* **Excerpted data**
########

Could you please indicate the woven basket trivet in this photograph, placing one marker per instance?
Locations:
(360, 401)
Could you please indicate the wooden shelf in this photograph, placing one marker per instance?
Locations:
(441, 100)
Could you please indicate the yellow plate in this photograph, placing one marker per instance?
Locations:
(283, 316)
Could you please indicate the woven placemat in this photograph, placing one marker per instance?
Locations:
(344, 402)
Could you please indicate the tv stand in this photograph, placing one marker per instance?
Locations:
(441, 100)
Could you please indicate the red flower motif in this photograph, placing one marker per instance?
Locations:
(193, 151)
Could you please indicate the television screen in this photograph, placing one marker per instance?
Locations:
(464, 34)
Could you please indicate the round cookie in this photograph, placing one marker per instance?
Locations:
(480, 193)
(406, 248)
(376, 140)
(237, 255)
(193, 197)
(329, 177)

########

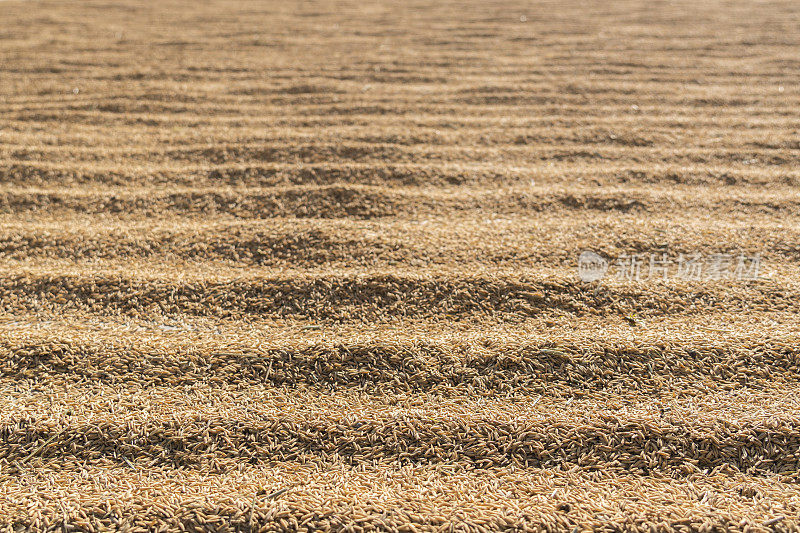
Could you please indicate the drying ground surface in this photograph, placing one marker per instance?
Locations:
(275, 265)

########

* **Instructions for the task**
Which lines in the entries contain the word "woven"? Report each of them in full.

* **Response for this exercise**
Could you please indicate the woven basket trivet in this photograph, placing one marker per instance?
Could you please indicate the woven placemat in this photograph, placing one marker per instance?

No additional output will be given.